Tasks —
1/ In the Vanguard article, rewrite the passage that begins with the words "The game was" and stops after "next level anyway.", changing every "points" to "credits".
2/ According to the Vanguard article, what music is used as the sound effect when a power-up is attained?

Vanguard is very similar to Scramble, in the sense that the player controls a ship with a limited amount of fuel that constantly depletes. The player loses a life once your fuel is gone, but gains more as enemies are destroyed. The player must constantly avoid colliding with the walls, which change in thickness all throughout the stages. The ship can independently fire lasers in any of the four cardinal directions using the four buttons. Vanguard is primarily a horizontal scroller, but in some levels (during the final level and also during the final boss), the ship flies upward, with a few transitional stages where the ship flies diagonally.

By securing the energy pods, a short time of invulnerability can be granted. This effectively turns the ship into a ramming weapon, and the enemies change attack patterns to avoid the player; the player could even destroy and burrow through terrain, though it wasn't a good strategy. At the end of each level the player must defeat a boss that is guarded by two moving force fields with holes in them. There are a total of ten zones in the game: Mountain Zone, Rainbow Zone, Styx Zone, Rainbow Zone 2, Stripe Zone, Rainbow Zone 3, Bleak Zone, and the City of Mystery where the player has to face the boss, known as Gond, which was similar to the boss level of Phoenix.

Theme music composed by Jerry Goldsmith for the 1979 sci-fi film Star Trek: The Motion Picture, later utilized for Star Trek: The Next Generation, is borrowed as Vanguard's introductory theme. Vultan's theme from the 1980 movie Flash Gordon is used as the sound effect when a power-up is attained.

Vanguard was also one of the earliest arcade games to feature a voice synth chip. For example, when a power up was about to end, the game warned, "Be careful!" The voice also announced each new stage.

The game was ported to the Atari 2600 and Atari 5200. A ColecoVision homebrew port was released in 2019.

Vanguard has examples of :

  • Boss Battle: Sort of. It only takes one shot to destroy Gond, but you get more points the longer you can hold off taking that shot. If Gond destroys you first, you get zero points and move onto the next level anyway.
  • Direct Continuous Levels: Each zone led right into the next in the arcade and Atari 5200 versions. The Atari 2600 version instead showed the map between each zone.
  • Everything Trying to Kill You: Including, as usual for a game of this type, the walls. However, you can try to park your ship within the center of a Kemlus snake three times for bonus points.
  • Invincibility Powerup: It also refills your fuel. It only shows up in the Mountain Zone and the Stripe Zone (and only once or twice in the latter), however.
  • One-Hit-Point Wonder: Your ship and all of the enemies are destroyed in a single hit. This includes Gond, the boss of each level.
  • Pragmatic Adaptation: The game's controls were modified to use the Atari 2600's single button joystick controller, with four different options for how you want to control your firing.
  • Spell My Name with a "The": The arcade manual calls the boss "Gond", but the Atari version calls it "The Gond".
  • Synthetic Voice Actor: As mentioned above one of the first games to come equipped with a voice synthesis chip.

Entries shown —

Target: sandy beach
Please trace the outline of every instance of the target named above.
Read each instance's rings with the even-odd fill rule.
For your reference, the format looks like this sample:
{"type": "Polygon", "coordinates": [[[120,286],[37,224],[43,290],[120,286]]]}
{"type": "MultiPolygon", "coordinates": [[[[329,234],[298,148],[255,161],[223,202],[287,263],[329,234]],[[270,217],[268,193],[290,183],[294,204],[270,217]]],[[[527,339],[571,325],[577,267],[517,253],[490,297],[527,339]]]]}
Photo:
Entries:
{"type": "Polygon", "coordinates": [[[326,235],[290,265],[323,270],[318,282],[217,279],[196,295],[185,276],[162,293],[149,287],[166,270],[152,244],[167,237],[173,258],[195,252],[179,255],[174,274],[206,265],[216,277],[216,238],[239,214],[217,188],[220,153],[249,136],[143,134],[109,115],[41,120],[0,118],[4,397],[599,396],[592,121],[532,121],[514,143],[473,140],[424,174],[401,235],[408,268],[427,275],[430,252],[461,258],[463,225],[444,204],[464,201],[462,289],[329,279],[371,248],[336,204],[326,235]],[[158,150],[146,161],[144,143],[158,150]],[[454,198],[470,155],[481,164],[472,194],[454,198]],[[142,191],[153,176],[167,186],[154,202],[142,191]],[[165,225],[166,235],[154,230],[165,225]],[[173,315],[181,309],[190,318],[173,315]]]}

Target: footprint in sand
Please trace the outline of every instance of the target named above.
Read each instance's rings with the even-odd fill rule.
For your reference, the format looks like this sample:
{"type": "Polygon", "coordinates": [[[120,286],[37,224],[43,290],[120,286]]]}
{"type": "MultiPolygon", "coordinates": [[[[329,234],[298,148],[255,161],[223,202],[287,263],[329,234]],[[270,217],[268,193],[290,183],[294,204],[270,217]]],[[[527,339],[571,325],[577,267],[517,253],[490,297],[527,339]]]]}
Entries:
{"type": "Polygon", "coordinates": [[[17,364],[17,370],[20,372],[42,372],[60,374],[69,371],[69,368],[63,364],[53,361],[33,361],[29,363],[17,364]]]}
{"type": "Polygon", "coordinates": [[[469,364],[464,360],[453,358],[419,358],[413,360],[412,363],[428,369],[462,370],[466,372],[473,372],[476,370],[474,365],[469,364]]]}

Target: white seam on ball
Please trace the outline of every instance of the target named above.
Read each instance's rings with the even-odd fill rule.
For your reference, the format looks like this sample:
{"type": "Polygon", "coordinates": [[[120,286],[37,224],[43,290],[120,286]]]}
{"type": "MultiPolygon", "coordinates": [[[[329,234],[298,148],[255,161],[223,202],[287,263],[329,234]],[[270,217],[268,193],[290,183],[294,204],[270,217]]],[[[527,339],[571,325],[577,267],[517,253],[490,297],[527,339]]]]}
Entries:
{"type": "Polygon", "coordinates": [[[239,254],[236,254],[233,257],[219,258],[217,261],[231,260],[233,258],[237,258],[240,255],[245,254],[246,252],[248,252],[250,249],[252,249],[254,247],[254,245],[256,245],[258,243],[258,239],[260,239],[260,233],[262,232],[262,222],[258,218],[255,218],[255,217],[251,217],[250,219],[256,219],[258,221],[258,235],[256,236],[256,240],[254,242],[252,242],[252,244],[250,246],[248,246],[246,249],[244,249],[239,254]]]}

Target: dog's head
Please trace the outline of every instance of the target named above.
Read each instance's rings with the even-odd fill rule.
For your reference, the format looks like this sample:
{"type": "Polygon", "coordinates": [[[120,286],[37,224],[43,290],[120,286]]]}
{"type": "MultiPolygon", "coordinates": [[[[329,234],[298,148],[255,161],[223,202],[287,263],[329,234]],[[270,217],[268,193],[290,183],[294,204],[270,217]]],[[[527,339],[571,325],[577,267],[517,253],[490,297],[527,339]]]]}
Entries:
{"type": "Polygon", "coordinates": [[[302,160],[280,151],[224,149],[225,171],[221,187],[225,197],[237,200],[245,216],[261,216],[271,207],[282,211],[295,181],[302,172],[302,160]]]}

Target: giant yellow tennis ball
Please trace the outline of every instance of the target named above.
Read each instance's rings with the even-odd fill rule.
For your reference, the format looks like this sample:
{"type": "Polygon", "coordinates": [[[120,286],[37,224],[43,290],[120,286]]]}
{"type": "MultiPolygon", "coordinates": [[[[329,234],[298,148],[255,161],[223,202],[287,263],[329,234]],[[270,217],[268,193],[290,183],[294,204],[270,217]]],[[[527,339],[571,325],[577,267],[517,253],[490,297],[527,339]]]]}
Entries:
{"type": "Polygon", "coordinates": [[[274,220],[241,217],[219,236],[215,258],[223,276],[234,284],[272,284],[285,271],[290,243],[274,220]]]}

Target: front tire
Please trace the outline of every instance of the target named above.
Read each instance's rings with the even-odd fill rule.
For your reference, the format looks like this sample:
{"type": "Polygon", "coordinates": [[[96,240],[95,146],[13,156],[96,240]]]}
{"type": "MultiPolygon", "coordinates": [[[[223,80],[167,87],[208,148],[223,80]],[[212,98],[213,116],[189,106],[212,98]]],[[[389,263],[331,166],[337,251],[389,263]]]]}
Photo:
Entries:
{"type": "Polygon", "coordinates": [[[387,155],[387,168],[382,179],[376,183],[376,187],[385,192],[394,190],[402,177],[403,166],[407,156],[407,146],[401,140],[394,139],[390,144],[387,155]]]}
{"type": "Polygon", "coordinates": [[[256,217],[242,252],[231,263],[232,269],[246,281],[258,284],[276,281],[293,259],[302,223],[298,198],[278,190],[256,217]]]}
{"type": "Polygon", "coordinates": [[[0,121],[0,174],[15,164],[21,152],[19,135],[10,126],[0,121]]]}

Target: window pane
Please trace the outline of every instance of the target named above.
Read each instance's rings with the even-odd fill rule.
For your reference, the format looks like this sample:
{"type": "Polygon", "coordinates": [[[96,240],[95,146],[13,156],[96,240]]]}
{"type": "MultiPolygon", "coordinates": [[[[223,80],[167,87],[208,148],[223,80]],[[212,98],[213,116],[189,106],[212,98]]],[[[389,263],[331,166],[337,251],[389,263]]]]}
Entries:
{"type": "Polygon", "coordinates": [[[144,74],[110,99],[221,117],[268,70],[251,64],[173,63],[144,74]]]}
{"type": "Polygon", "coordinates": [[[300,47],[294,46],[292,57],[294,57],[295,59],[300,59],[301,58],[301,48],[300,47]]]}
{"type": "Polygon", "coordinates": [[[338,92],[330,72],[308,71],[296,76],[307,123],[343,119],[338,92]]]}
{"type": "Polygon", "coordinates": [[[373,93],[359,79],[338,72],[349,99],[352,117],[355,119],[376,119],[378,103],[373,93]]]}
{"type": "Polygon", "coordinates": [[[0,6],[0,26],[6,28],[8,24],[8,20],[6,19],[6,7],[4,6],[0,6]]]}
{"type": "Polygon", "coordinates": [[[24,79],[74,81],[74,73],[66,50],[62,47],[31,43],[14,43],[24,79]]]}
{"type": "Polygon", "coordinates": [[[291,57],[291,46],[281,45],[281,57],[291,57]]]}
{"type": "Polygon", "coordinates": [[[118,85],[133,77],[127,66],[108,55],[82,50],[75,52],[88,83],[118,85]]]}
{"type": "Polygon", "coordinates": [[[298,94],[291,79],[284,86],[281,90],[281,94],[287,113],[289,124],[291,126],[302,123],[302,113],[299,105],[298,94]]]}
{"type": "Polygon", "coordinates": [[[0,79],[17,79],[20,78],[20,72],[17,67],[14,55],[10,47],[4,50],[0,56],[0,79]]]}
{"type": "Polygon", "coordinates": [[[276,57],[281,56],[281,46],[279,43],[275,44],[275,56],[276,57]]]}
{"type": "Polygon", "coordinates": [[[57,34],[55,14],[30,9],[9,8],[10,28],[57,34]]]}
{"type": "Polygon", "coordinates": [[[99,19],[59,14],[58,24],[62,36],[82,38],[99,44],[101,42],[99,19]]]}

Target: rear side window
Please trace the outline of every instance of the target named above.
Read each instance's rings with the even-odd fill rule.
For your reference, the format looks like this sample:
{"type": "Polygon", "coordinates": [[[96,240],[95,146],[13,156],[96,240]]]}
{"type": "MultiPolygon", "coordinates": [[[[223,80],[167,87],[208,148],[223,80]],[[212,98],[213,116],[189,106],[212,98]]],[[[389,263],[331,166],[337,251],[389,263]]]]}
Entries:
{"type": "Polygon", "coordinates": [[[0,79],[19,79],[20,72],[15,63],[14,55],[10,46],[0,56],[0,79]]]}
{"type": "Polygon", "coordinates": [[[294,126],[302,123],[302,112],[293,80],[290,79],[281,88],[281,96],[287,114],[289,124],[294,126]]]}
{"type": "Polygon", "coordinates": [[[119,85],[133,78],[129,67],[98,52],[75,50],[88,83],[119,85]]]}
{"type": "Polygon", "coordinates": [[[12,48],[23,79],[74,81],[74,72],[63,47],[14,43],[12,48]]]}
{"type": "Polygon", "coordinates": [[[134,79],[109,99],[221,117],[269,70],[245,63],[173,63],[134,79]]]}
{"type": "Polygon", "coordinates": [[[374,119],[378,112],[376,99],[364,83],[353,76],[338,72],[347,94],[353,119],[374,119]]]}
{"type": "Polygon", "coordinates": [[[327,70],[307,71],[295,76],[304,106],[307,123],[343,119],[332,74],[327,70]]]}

Replies —
1/
The game was ported to the Atari 2600 and Atari 5200. A ColecoVision homebrew port was released in 2019.

Vanguard has examples of :

  • Boss Battle: Sort of. It only takes one shot to destroy Gond, but you get more credits the longer you can hold off taking that shot. If Gond destroys you first, you get zero credits and move onto the next level anyway.

2/ Vultan's theme from the 1980 movie Flash Gordon.